#### DATA:
━━━

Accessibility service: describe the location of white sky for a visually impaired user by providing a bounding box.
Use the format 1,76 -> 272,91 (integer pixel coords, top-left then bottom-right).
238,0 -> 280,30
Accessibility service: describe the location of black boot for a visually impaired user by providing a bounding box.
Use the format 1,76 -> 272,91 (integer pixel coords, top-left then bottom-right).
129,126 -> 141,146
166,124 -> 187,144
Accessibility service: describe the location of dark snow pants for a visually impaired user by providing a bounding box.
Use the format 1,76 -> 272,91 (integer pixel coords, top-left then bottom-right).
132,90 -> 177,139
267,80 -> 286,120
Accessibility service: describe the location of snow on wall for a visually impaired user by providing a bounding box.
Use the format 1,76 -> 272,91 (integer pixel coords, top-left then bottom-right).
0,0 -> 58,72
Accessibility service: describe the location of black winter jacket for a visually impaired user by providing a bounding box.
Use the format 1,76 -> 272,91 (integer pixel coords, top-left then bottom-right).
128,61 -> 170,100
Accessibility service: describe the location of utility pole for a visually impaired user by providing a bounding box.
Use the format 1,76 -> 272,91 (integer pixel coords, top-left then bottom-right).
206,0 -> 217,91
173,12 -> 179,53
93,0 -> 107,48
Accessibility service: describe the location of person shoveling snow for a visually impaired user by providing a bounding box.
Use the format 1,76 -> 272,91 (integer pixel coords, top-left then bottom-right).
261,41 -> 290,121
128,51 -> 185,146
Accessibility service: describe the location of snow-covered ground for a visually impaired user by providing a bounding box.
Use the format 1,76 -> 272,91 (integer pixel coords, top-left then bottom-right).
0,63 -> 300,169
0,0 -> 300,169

━━━

#### TASK TO COMPLETE:
Recast each line of the entries above as a Markdown table with the columns Row and Line. Number the rows and skip any blank lines.

#### WRITTEN REPLY:
| Row | Line |
|---|---|
| 1 | Accessibility service: describe the location of white sky for a visually impaired user by providing a bounding box. |
| 2 | Use the format 1,76 -> 272,91 (integer pixel coords, top-left then bottom-right). |
| 3 | 238,0 -> 280,30 |
| 4 | Accessibility service: describe the location of black boot for a visually impaired user by providing a bounding box. |
| 5 | Use the format 1,76 -> 272,91 (integer pixel coords, top-left then bottom-right). |
| 6 | 129,126 -> 141,146 |
| 7 | 166,124 -> 187,144 |
| 8 | Accessibility service: describe the location of dark snow pants for a visually impaired user by providing a bounding box. |
| 9 | Use the format 1,76 -> 272,91 (integer pixel coords, top-left then bottom-right). |
| 10 | 132,90 -> 177,139 |
| 11 | 267,80 -> 286,120 |
| 12 | Accessibility service: describe the location of snow on wall for a visually impaired user by providing a bounding box. |
| 13 | Use the format 1,76 -> 272,91 (integer pixel coords, top-left then bottom-right). |
| 14 | 0,0 -> 58,72 |
| 15 | Accessibility service: describe the location of black winter jacket for a visually impaired user by providing a bounding box. |
| 16 | Use the format 1,76 -> 272,91 (integer pixel coords, top-left then bottom-right). |
| 17 | 128,61 -> 170,100 |
| 18 | Accessibility service: describe the location of utility pole for a visually impaired user by providing a bounding box. |
| 19 | Use the format 1,76 -> 272,91 (integer pixel coords, top-left then bottom-right). |
| 20 | 206,0 -> 217,91 |
| 21 | 173,12 -> 179,53 |
| 22 | 93,0 -> 107,48 |
| 23 | Accessibility service: describe the location of person shoveling snow for a visually impaired user by providing a bounding box. |
| 24 | Use the format 1,76 -> 272,91 (integer pixel coords, top-left then bottom-right). |
| 25 | 261,41 -> 290,121 |
| 26 | 128,51 -> 185,146 |
| 27 | Accessibility service: describe the location of snow-covered ground for a visually impaired user by providing a bounding box. |
| 28 | Use the format 1,76 -> 272,91 (integer pixel coords, top-left then bottom-right). |
| 29 | 0,63 -> 300,169 |
| 30 | 0,0 -> 300,169 |